Begin Supplied data

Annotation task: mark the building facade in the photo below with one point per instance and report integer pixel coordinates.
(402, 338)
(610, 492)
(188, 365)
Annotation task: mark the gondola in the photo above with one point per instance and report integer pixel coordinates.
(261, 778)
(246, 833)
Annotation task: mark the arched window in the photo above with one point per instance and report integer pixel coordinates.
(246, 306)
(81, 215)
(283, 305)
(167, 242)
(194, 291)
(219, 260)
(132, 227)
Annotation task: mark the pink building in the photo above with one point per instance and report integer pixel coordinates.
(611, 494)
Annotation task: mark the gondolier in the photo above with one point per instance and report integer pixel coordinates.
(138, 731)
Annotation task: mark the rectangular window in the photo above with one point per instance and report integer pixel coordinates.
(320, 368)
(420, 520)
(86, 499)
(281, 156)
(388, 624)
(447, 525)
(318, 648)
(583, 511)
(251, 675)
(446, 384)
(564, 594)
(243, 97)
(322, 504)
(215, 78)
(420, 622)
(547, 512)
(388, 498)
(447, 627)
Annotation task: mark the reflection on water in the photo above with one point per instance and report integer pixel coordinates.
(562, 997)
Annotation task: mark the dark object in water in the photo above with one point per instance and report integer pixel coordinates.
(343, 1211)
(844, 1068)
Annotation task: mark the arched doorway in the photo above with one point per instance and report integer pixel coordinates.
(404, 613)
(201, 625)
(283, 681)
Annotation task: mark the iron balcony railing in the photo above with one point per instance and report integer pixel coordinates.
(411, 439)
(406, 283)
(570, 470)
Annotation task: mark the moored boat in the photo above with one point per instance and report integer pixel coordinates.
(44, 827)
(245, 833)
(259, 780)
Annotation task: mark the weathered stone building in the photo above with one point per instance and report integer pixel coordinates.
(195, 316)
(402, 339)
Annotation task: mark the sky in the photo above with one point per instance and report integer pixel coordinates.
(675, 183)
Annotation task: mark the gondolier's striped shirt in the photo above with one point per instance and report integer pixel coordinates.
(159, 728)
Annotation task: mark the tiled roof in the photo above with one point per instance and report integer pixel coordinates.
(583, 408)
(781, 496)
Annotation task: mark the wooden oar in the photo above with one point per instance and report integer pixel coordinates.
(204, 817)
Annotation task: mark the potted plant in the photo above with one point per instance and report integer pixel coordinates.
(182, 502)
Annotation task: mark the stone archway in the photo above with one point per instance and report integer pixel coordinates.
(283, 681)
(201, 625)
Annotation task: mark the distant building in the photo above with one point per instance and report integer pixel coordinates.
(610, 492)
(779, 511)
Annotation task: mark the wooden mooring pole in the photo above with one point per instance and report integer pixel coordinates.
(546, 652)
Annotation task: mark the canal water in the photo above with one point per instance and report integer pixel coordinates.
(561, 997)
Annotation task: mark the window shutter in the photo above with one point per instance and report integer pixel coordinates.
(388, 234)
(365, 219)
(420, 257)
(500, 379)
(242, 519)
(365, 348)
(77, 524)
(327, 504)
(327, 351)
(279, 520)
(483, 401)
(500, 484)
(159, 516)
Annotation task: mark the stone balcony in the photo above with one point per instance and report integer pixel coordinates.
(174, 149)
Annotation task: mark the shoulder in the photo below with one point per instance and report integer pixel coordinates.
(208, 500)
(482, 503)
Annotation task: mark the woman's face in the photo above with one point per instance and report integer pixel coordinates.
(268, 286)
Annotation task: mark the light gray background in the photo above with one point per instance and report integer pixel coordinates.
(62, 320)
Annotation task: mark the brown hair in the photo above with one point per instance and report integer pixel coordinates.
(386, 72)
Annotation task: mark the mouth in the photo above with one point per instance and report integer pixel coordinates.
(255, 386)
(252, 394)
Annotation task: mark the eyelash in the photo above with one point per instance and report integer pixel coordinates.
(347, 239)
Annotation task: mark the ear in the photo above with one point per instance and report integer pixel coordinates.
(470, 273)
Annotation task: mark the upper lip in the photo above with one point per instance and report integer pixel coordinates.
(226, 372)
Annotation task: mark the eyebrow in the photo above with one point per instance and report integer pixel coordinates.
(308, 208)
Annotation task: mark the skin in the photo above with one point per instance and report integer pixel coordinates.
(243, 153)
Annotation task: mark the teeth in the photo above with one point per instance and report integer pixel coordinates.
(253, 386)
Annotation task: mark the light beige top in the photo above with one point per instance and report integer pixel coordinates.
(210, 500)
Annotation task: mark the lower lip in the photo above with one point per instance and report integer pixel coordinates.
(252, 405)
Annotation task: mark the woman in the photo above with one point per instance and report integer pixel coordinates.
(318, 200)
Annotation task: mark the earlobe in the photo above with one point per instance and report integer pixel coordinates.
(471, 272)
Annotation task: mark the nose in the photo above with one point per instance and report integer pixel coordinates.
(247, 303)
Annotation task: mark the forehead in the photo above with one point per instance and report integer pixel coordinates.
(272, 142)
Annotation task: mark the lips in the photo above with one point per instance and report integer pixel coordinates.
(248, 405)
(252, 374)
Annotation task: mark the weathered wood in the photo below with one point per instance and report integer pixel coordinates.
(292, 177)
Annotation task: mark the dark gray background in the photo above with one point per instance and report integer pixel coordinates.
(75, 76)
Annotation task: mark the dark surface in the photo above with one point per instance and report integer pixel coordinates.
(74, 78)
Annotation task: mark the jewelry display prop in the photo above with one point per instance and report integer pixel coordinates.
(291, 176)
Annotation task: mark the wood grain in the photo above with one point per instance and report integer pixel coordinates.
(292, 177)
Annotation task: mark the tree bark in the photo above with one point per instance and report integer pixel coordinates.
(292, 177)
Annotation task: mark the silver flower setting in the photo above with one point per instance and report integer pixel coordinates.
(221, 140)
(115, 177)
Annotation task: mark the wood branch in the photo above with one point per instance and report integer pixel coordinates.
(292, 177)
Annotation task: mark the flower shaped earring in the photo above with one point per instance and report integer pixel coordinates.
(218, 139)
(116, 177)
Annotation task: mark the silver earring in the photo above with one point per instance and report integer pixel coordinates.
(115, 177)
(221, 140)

End Supplied data

→ Your task: Write out only what runs from the line holding "Annotation task: mark the silver flower" through the last line of the records, exactly as shown.

→ Exercise answer:
Annotation task: mark the silver flower setting in the photo above with one point per instance and report integer pixel coordinates.
(221, 140)
(115, 177)
Annotation task: mark the wood branch in the photo above with one point per instance and report integer pixel coordinates.
(292, 177)
Annotation task: mark the flower shaped earring in the photo above with one point per instance and report integer pixel coordinates.
(218, 139)
(116, 177)
Annotation task: mark the silver earring in the photo above with one point per instance and report integer pixel coordinates.
(115, 177)
(221, 140)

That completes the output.